* [Texte cité]
Il s'ensuit que le salarié produit ainsi des éléments préalables qui peuvent être discutés par l'employeur et qui sont de nature à étayer sa demande.

L'employeur expose qu'il n'a jamais accepté l'exécution des heures supplémentaires alléguées qui ne sauraient résulter des documents que le salarié a lui-même établis.

L'employeur ne produit aucun élément pour discuter les horaires effectués par le salarié, qui résultent des mentions précises portées sur l'agenda 2003 et de la liste portant les références des interventions effectuées en 2004.

Il en résulte que sans qu'il soit besoin d'une mesure d'instruction, la cour a la conviction que M. [J] a bien effectué des heures supplémentaires non rémunérées au sens du texte précité.

Il sera fait droit à la demande de rappel de salaire au titre des heures supplémentaires pour un montant de 791,95 €.

Le jugement est infirmé sur ce point.

Sur le licenciement

La lettre de licenciement est ainsi motivée :

« Vous avez déjà reçu des avertissements (écrits et verbaux) relatifs à la qualité et aux erreurs commises dans votre travail et aux propositions de travail au noir avec le matériel de l'entreprise au client chez qui nous vous avions envoyé.

De nombreux propriétaires se sont plaints de votre légèreté. Par exemple, vous avez quitté un chantier [Adresse 5] :

- en laissant une fuite et surtout sans prévenir l'entreprise alors que vous avez un portable mis à votre disposition ;

- coupure eau chaude-eau froide d'un bâtiment après votre départ ;

- une pompe fonctionnant sans eau qu'il a fallu bien sûr faire réparer par une autre société ;

En suite de vos fautes, la Résidence Myosotis nous a averti que nous n'interviendrions plus sur les logements de cette copropriété, ce qui nous fait donc un client important de perdu.

* [Consigne écrite A] Modifiez les enregistrements en remplaçant partout « Target » par « Object », sans rien changer d'autre.

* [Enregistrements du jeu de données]

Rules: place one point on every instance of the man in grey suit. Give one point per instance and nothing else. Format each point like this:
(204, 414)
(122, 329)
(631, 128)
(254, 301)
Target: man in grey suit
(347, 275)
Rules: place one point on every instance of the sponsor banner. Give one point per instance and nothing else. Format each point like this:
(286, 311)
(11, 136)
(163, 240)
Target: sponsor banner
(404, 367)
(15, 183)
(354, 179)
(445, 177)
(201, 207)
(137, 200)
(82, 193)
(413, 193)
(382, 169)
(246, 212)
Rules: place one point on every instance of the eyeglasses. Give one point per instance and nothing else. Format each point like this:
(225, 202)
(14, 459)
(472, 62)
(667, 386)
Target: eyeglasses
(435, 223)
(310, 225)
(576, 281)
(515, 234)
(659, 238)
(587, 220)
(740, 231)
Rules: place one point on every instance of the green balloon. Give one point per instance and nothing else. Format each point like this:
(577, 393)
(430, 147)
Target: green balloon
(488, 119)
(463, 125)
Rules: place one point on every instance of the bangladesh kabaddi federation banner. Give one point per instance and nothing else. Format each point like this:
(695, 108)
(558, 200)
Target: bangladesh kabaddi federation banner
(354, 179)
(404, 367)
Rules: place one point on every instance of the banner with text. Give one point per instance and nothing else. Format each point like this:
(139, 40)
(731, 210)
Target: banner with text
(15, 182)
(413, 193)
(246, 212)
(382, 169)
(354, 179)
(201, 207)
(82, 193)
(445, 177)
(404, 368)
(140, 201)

* [Consigne écrite B] Écrivez la suite du texte sur le licenciement du salarié en reprenant après sa dernière phrase.

* [Résultat de l'exercice A]
Rules: place one point on every instance of the man in grey suit. Give one point per instance and nothing else. Format each point like this:
(204, 414)
(122, 329)
(631, 128)
(254, 301)
Object: man in grey suit
(347, 275)
Rules: place one point on every instance of the sponsor banner. Give one point per instance and nothing else. Format each point like this:
(286, 311)
(11, 136)
(163, 240)
Object: sponsor banner
(404, 367)
(15, 183)
(354, 179)
(445, 177)
(201, 207)
(137, 200)
(82, 193)
(413, 193)
(382, 169)
(246, 212)
Rules: place one point on every instance of the eyeglasses. Give one point per instance and nothing else. Format each point like this:
(225, 202)
(14, 459)
(472, 62)
(667, 386)
Object: eyeglasses
(435, 223)
(310, 225)
(576, 281)
(515, 234)
(659, 238)
(587, 220)
(740, 231)
Rules: place one point on every instance of the green balloon. Give one point per instance and nothing else. Format each point like this:
(577, 393)
(430, 147)
Object: green balloon
(488, 119)
(463, 125)
Rules: place one point on every instance of the bangladesh kabaddi federation banner. Give one point per instance and nothing else. Format each point like this:
(695, 108)
(558, 200)
Object: bangladesh kabaddi federation banner
(354, 179)
(404, 367)
Rules: place one point on every instance of the banner with text. Give one point per instance and nothing else. Format each point like this:
(139, 40)
(731, 210)
Object: banner with text
(15, 182)
(413, 193)
(246, 212)
(382, 169)
(354, 179)
(201, 207)
(82, 193)
(445, 177)
(404, 368)
(140, 201)

* [Résultat de l'exercice B]
Cette même légèreté conduit à ne pas utiliser le matériel de l'entreprise. Vous vous permettez d'emprunter au client le matériel nécessaire à votre intervention, ce qui occasionne la casse de ces mêmes matériels empruntés. Je vous rappelle que vous devez vérifier que le camion comporte bien l'ensemble du matériel dont vous avez besoin pour l'intervention demandée.

Nous vous rappelons également que, ne serait-ce parfois que pour des raisons de sécurité, tout travail commencé chez un client doit être intégralement terminé avant votre départ et ne pas faire l'objet de reprise de rendez-vous « pour terminer le chantier ». Cela désorganise totalement notre planning et est risqué pour notre client.

Ce laxisme s'est encore poursuivi puisque le 20 juillet 2007, GESTION IMMOBILIÈRE DE L'ENSEMBLE PARISIEN, visant expressément vos différentes interventions, a comme je vous le disais précédemment confirmé, et ce malgré nos efforts commerciaux, la cessation de toute intervention sur la RÉSIDENCE MYOSOTIS.

Ces fautes persistent depuis plus d'un an. Vous avez déjà reçu des avertissements pour les faits précisés. Les explications plutôt les absences d'explication au cours de notre entretien du 31 août dernier, ne nous ont pas permis de modifier notre appréciation à votre égard.

Nous vous informons que nous avons pris en conséquence la décision de vous licencier pour faute.

Votre maintien dans l'entreprise, compte tenu de la gravité des fautes qui vous sont reprochées s'avère impossible. Ce licenciement pour faute prend donc effet au jour de la présentation de la présente lettre recommandée, sans indemnité de préavis ni de licenciement. ».

La faute grave est celle qui résulte d'un fait ou d'un ensemble de faits imputables au salarié qui constitue une violation des obligations résultant du contrat de travail ou des relations de travail d'une importance telle qu'elle rend impossible le maintien du salarié dans l'entreprise.

L'employeur qui invoque la faute grave pour licencier doit en rapporter la preuve.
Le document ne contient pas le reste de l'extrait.